◆ **TEXT SHOWN**:
= Beginning of Section =

CSIRO Cutting Staff

June 8/Canberra, Australia/Canberra Times -- Staff members at CSIRO's food science division have been told 25 jobs will go as a result of budget squeeze across the organization.

The CSIRO Staff Association has also been notified of the job cuts, which will affect research sites in South Australia, NSW, Victoria and Queensland.

This new round of job cuts to CSIRO's food science research comes less than two years after the national science agency announced it would shed 50 jobs and close its Sydney food processing test plant in a bid to save $6 million.

However, Federal Science Minister Kim Carr has defended the job cuts, saying CSIRO "frequently reviews staffing levels to ensure the right fit with strategy."

Senator Carr said CSIRO was "looking at the structure and future staffing levels of food and nutritional sciences as it updates its strategy in this field." No final decisions had been taken, and no research facilities would be closed.

A CSIRO spokesman confirmed Food and Nutritional Sciences chief professor Martin Cole addressed staff about "issues affecting the division's finances" ahead of executive and board meetings later this month to sign off on the agency's 2010-11 budget.

"We are currently looking at the structure and future staffing levels of Food and Nutritional Sciences as we rebuild our strategy in food and nutrition. We will be investing new money to build the science basis of this important area," the spokesman said.

The division has already cut jobs in cheese research, refrigerated transport, food microbiology, process engineering, meat industry services and food chemicals safety testing.

As previously reported, documents obtained by The Canberra Times show a meeting of divisional chiefs discussed the possibility that 500 jobs could go across the organization as a result of budget pressures.

Notes from the meetings also suggest the future of the Food Futures national research flagship is being reviewed. In a briefing note to executive mangement, the flagship's director, Bruce Lee, is disparagingly referred to as having "a big whinge" about budget and staffing pressures.

Senator Carr said he would "like to make it clear that this flagship is performing exceptionally well with excellent delivery on its goals and a number of major research projects and large deals coming to fruition."

= End of Section =

◆ **EXERCISES TO COMPLETE**:
**a)** From the CSIRO job cuts article, write out the passage that opens with the words containing "The division has" and closes with "and staffing pressures.".
**b)** According to the CSIRO job cuts article, what facility did the agency announce it would close less than two years before this round of cuts?

◆ **ENTRIES PROVIDED**:
= Beginning of Section =

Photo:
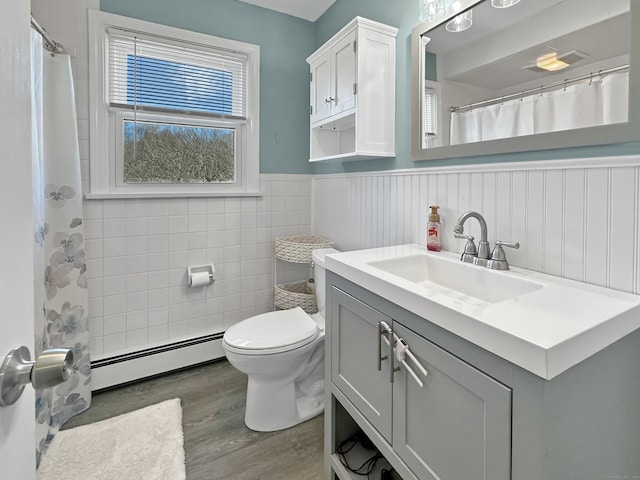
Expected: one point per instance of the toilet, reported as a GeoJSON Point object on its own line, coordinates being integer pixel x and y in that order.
{"type": "Point", "coordinates": [282, 353]}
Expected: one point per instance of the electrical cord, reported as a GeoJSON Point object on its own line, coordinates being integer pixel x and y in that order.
{"type": "Point", "coordinates": [347, 445]}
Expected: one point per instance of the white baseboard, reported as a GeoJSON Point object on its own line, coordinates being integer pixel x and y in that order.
{"type": "Point", "coordinates": [110, 372]}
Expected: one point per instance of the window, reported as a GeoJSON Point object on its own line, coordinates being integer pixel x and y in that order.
{"type": "Point", "coordinates": [173, 112]}
{"type": "Point", "coordinates": [431, 114]}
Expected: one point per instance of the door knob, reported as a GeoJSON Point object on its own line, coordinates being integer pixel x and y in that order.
{"type": "Point", "coordinates": [51, 368]}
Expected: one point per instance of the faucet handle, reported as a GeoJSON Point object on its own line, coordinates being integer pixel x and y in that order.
{"type": "Point", "coordinates": [500, 243]}
{"type": "Point", "coordinates": [498, 259]}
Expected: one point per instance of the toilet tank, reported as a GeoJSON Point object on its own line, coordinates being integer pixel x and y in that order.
{"type": "Point", "coordinates": [319, 275]}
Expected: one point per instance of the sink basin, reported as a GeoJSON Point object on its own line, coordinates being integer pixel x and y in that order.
{"type": "Point", "coordinates": [437, 273]}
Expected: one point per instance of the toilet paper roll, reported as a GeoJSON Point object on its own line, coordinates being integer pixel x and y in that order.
{"type": "Point", "coordinates": [198, 279]}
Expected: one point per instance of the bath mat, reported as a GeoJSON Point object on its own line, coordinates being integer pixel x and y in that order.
{"type": "Point", "coordinates": [143, 444]}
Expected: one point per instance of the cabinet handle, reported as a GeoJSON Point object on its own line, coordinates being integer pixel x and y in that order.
{"type": "Point", "coordinates": [382, 327]}
{"type": "Point", "coordinates": [392, 345]}
{"type": "Point", "coordinates": [401, 352]}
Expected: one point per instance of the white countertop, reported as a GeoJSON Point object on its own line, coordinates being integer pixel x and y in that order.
{"type": "Point", "coordinates": [545, 331]}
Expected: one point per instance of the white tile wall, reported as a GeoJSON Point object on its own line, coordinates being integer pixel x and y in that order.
{"type": "Point", "coordinates": [138, 250]}
{"type": "Point", "coordinates": [579, 219]}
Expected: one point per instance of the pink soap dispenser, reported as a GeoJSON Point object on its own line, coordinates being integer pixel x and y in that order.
{"type": "Point", "coordinates": [433, 229]}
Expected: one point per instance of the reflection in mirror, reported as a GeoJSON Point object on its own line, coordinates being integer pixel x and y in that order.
{"type": "Point", "coordinates": [528, 69]}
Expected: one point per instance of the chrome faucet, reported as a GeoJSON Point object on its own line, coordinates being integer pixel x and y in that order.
{"type": "Point", "coordinates": [497, 260]}
{"type": "Point", "coordinates": [479, 256]}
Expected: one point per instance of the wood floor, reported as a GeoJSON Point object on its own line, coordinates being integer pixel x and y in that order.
{"type": "Point", "coordinates": [217, 443]}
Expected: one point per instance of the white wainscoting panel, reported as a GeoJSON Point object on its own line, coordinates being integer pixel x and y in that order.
{"type": "Point", "coordinates": [577, 219]}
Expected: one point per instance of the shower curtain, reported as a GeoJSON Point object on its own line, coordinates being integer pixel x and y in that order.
{"type": "Point", "coordinates": [61, 300]}
{"type": "Point", "coordinates": [588, 104]}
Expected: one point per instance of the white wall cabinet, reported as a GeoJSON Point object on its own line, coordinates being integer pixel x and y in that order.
{"type": "Point", "coordinates": [352, 93]}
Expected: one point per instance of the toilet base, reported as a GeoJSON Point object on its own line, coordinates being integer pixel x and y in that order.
{"type": "Point", "coordinates": [273, 406]}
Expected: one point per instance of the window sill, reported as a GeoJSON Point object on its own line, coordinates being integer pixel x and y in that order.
{"type": "Point", "coordinates": [125, 195]}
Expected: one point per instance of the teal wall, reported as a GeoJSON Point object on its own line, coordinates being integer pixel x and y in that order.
{"type": "Point", "coordinates": [285, 43]}
{"type": "Point", "coordinates": [404, 15]}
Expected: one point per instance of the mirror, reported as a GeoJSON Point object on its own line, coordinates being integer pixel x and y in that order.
{"type": "Point", "coordinates": [539, 74]}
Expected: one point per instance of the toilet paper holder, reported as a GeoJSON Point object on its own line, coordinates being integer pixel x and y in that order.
{"type": "Point", "coordinates": [201, 275]}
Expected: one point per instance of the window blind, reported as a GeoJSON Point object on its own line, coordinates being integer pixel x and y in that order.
{"type": "Point", "coordinates": [430, 112]}
{"type": "Point", "coordinates": [159, 74]}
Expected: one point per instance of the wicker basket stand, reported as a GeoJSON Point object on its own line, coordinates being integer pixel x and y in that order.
{"type": "Point", "coordinates": [296, 249]}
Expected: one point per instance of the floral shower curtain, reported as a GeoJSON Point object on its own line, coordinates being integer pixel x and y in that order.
{"type": "Point", "coordinates": [61, 300]}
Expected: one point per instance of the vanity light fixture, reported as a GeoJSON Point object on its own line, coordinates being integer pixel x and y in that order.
{"type": "Point", "coordinates": [460, 23]}
{"type": "Point", "coordinates": [503, 3]}
{"type": "Point", "coordinates": [432, 10]}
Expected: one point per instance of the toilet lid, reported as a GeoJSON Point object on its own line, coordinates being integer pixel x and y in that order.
{"type": "Point", "coordinates": [274, 330]}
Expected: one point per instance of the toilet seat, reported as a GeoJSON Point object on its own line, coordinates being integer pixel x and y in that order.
{"type": "Point", "coordinates": [272, 332]}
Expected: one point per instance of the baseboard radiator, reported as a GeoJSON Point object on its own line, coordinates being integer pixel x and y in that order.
{"type": "Point", "coordinates": [130, 367]}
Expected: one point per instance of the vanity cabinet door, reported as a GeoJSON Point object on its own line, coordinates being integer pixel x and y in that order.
{"type": "Point", "coordinates": [458, 425]}
{"type": "Point", "coordinates": [354, 362]}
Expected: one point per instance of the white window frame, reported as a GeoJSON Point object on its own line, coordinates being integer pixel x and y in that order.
{"type": "Point", "coordinates": [106, 171]}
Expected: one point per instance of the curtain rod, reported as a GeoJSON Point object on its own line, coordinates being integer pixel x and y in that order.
{"type": "Point", "coordinates": [49, 43]}
{"type": "Point", "coordinates": [539, 89]}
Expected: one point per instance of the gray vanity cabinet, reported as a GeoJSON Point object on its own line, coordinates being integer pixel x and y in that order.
{"type": "Point", "coordinates": [354, 366]}
{"type": "Point", "coordinates": [456, 426]}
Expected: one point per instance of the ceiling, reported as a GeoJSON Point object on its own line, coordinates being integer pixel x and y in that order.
{"type": "Point", "coordinates": [306, 9]}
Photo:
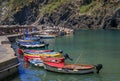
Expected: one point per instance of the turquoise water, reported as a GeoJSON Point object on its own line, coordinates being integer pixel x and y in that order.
{"type": "Point", "coordinates": [86, 46]}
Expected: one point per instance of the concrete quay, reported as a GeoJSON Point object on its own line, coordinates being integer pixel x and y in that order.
{"type": "Point", "coordinates": [8, 61]}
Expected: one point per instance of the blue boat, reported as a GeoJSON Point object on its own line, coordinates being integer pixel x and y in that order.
{"type": "Point", "coordinates": [27, 39]}
{"type": "Point", "coordinates": [32, 44]}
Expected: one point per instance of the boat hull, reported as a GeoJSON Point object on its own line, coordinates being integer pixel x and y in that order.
{"type": "Point", "coordinates": [69, 71]}
{"type": "Point", "coordinates": [30, 56]}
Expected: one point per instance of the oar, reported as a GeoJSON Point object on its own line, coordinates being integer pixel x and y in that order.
{"type": "Point", "coordinates": [66, 56]}
{"type": "Point", "coordinates": [77, 59]}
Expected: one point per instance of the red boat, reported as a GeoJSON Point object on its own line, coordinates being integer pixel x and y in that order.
{"type": "Point", "coordinates": [20, 51]}
{"type": "Point", "coordinates": [58, 65]}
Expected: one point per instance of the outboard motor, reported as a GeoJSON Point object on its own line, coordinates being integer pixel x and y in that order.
{"type": "Point", "coordinates": [66, 56]}
{"type": "Point", "coordinates": [98, 68]}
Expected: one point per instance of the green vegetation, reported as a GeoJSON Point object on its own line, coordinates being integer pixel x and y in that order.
{"type": "Point", "coordinates": [86, 8]}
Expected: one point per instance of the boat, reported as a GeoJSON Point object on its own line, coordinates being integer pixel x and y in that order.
{"type": "Point", "coordinates": [27, 51]}
{"type": "Point", "coordinates": [33, 44]}
{"type": "Point", "coordinates": [60, 66]}
{"type": "Point", "coordinates": [39, 61]}
{"type": "Point", "coordinates": [41, 55]}
{"type": "Point", "coordinates": [27, 39]}
{"type": "Point", "coordinates": [45, 36]}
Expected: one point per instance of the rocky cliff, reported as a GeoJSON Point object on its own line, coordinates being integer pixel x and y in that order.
{"type": "Point", "coordinates": [78, 14]}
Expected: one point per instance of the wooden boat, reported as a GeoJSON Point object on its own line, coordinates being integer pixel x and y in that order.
{"type": "Point", "coordinates": [44, 54]}
{"type": "Point", "coordinates": [36, 62]}
{"type": "Point", "coordinates": [45, 36]}
{"type": "Point", "coordinates": [21, 51]}
{"type": "Point", "coordinates": [33, 44]}
{"type": "Point", "coordinates": [60, 66]}
{"type": "Point", "coordinates": [36, 51]}
{"type": "Point", "coordinates": [28, 39]}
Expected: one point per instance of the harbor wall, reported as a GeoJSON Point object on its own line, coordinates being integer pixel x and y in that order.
{"type": "Point", "coordinates": [8, 61]}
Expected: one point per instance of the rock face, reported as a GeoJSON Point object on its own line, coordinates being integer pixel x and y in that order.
{"type": "Point", "coordinates": [67, 14]}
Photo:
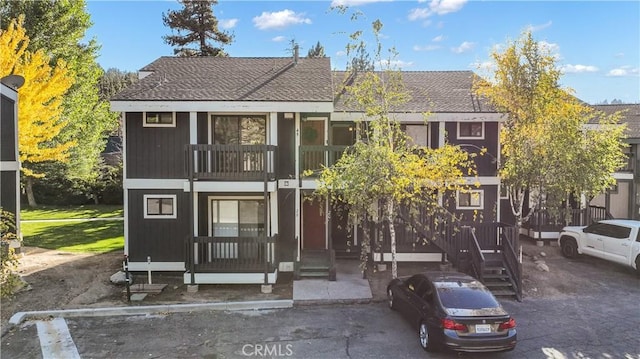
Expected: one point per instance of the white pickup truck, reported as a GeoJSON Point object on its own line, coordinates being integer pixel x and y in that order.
{"type": "Point", "coordinates": [615, 240]}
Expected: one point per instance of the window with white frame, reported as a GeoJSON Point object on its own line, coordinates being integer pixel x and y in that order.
{"type": "Point", "coordinates": [419, 134]}
{"type": "Point", "coordinates": [471, 130]}
{"type": "Point", "coordinates": [160, 206]}
{"type": "Point", "coordinates": [237, 217]}
{"type": "Point", "coordinates": [471, 199]}
{"type": "Point", "coordinates": [159, 119]}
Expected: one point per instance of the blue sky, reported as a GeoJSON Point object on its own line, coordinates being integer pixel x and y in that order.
{"type": "Point", "coordinates": [596, 43]}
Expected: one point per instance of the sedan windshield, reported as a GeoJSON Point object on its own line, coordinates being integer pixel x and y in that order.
{"type": "Point", "coordinates": [465, 296]}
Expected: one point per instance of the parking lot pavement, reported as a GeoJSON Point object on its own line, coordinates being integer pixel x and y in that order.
{"type": "Point", "coordinates": [587, 326]}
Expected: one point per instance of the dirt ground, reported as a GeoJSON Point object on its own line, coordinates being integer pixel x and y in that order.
{"type": "Point", "coordinates": [59, 280]}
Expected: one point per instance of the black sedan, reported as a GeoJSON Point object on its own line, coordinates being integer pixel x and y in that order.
{"type": "Point", "coordinates": [453, 310]}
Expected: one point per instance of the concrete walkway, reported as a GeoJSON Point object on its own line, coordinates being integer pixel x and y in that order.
{"type": "Point", "coordinates": [348, 287]}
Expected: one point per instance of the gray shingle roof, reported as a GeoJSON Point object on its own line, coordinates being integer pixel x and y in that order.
{"type": "Point", "coordinates": [233, 79]}
{"type": "Point", "coordinates": [434, 91]}
{"type": "Point", "coordinates": [630, 116]}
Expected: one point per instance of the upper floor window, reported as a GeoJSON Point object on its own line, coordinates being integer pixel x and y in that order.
{"type": "Point", "coordinates": [419, 134]}
{"type": "Point", "coordinates": [159, 119]}
{"type": "Point", "coordinates": [471, 130]}
{"type": "Point", "coordinates": [472, 199]}
{"type": "Point", "coordinates": [239, 130]}
{"type": "Point", "coordinates": [159, 206]}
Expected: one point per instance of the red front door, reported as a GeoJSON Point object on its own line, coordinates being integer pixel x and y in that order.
{"type": "Point", "coordinates": [313, 225]}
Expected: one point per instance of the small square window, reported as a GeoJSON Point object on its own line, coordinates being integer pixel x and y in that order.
{"type": "Point", "coordinates": [470, 199]}
{"type": "Point", "coordinates": [159, 119]}
{"type": "Point", "coordinates": [472, 130]}
{"type": "Point", "coordinates": [159, 206]}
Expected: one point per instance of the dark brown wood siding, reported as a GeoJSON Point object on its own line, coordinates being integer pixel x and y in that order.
{"type": "Point", "coordinates": [286, 225]}
{"type": "Point", "coordinates": [487, 163]}
{"type": "Point", "coordinates": [8, 191]}
{"type": "Point", "coordinates": [7, 130]}
{"type": "Point", "coordinates": [162, 239]}
{"type": "Point", "coordinates": [435, 134]}
{"type": "Point", "coordinates": [286, 148]}
{"type": "Point", "coordinates": [490, 205]}
{"type": "Point", "coordinates": [203, 128]}
{"type": "Point", "coordinates": [156, 152]}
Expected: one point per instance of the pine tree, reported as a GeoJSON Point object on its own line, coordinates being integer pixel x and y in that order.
{"type": "Point", "coordinates": [316, 51]}
{"type": "Point", "coordinates": [195, 23]}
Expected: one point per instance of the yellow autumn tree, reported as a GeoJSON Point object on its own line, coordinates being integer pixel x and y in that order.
{"type": "Point", "coordinates": [39, 100]}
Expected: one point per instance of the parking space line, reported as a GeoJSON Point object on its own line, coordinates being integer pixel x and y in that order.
{"type": "Point", "coordinates": [55, 339]}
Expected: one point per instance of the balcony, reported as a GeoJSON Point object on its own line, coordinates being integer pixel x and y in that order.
{"type": "Point", "coordinates": [232, 254]}
{"type": "Point", "coordinates": [314, 158]}
{"type": "Point", "coordinates": [230, 162]}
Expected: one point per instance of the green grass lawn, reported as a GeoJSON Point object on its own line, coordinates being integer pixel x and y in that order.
{"type": "Point", "coordinates": [76, 212]}
{"type": "Point", "coordinates": [99, 236]}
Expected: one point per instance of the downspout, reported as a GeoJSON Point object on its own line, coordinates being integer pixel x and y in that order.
{"type": "Point", "coordinates": [266, 215]}
{"type": "Point", "coordinates": [190, 254]}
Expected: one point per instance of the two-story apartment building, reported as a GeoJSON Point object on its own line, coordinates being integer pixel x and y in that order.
{"type": "Point", "coordinates": [9, 158]}
{"type": "Point", "coordinates": [215, 148]}
{"type": "Point", "coordinates": [623, 200]}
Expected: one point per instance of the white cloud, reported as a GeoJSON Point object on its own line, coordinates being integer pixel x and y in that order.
{"type": "Point", "coordinates": [335, 3]}
{"type": "Point", "coordinates": [548, 46]}
{"type": "Point", "coordinates": [418, 13]}
{"type": "Point", "coordinates": [486, 66]}
{"type": "Point", "coordinates": [464, 47]}
{"type": "Point", "coordinates": [394, 64]}
{"type": "Point", "coordinates": [425, 47]}
{"type": "Point", "coordinates": [577, 69]}
{"type": "Point", "coordinates": [624, 71]}
{"type": "Point", "coordinates": [279, 19]}
{"type": "Point", "coordinates": [442, 7]}
{"type": "Point", "coordinates": [534, 28]}
{"type": "Point", "coordinates": [437, 7]}
{"type": "Point", "coordinates": [228, 23]}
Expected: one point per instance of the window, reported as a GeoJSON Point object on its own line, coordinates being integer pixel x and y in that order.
{"type": "Point", "coordinates": [504, 192]}
{"type": "Point", "coordinates": [472, 199]}
{"type": "Point", "coordinates": [160, 206]}
{"type": "Point", "coordinates": [471, 130]}
{"type": "Point", "coordinates": [239, 130]}
{"type": "Point", "coordinates": [419, 135]}
{"type": "Point", "coordinates": [159, 119]}
{"type": "Point", "coordinates": [237, 217]}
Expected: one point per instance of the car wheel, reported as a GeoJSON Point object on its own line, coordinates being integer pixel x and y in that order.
{"type": "Point", "coordinates": [391, 299]}
{"type": "Point", "coordinates": [569, 248]}
{"type": "Point", "coordinates": [425, 339]}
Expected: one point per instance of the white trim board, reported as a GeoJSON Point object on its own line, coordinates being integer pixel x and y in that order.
{"type": "Point", "coordinates": [149, 183]}
{"type": "Point", "coordinates": [220, 106]}
{"type": "Point", "coordinates": [231, 278]}
{"type": "Point", "coordinates": [156, 266]}
{"type": "Point", "coordinates": [419, 117]}
{"type": "Point", "coordinates": [410, 257]}
{"type": "Point", "coordinates": [235, 186]}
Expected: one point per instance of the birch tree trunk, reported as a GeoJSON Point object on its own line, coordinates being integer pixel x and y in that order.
{"type": "Point", "coordinates": [392, 237]}
{"type": "Point", "coordinates": [31, 199]}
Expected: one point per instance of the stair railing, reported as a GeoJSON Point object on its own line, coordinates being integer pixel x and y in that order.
{"type": "Point", "coordinates": [475, 252]}
{"type": "Point", "coordinates": [513, 266]}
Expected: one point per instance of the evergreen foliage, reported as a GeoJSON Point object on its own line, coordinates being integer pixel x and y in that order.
{"type": "Point", "coordinates": [316, 51]}
{"type": "Point", "coordinates": [195, 24]}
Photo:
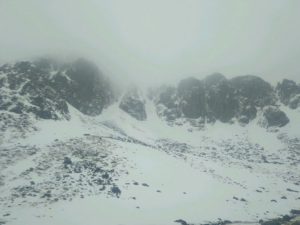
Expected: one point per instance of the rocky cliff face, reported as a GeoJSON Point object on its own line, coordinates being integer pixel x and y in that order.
{"type": "Point", "coordinates": [289, 93]}
{"type": "Point", "coordinates": [133, 104]}
{"type": "Point", "coordinates": [217, 98]}
{"type": "Point", "coordinates": [44, 88]}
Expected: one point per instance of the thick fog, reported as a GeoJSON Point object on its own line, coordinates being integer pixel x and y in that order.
{"type": "Point", "coordinates": [159, 40]}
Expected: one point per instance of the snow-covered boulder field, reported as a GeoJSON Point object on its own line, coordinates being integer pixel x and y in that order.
{"type": "Point", "coordinates": [73, 151]}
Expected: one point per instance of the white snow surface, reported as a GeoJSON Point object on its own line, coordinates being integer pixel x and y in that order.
{"type": "Point", "coordinates": [216, 172]}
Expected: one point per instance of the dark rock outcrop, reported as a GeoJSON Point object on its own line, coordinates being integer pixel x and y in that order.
{"type": "Point", "coordinates": [289, 93]}
{"type": "Point", "coordinates": [134, 104]}
{"type": "Point", "coordinates": [275, 117]}
{"type": "Point", "coordinates": [215, 98]}
{"type": "Point", "coordinates": [44, 88]}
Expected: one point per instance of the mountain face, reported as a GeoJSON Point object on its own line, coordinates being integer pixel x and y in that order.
{"type": "Point", "coordinates": [133, 104]}
{"type": "Point", "coordinates": [289, 93]}
{"type": "Point", "coordinates": [217, 98]}
{"type": "Point", "coordinates": [44, 88]}
{"type": "Point", "coordinates": [174, 155]}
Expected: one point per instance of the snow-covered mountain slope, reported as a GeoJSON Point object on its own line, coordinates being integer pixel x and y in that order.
{"type": "Point", "coordinates": [140, 160]}
{"type": "Point", "coordinates": [114, 169]}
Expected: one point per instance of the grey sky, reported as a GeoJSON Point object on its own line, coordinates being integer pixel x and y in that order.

= End of Section =

◆ **SOLUTIONS TO THE PROBLEMS**:
**a)**
The division has already cut jobs in cheese research, refrigerated transport, food microbiology, process engineering, meat industry services and food chemicals safety testing.

As previously reported, documents obtained by The Canberra Times show a meeting of divisional chiefs discussed the possibility that 500 jobs could go across the organization as a result of budget pressures.

Notes from the meetings also suggest the future of the Food Futures national research flagship is being reviewed. In a briefing note to executive mangement, the flagship's director, Bruce Lee, is disparagingly referred to as having "a big whinge" about budget and staffing pressures.

**b)** Its Sydney food processing test plant.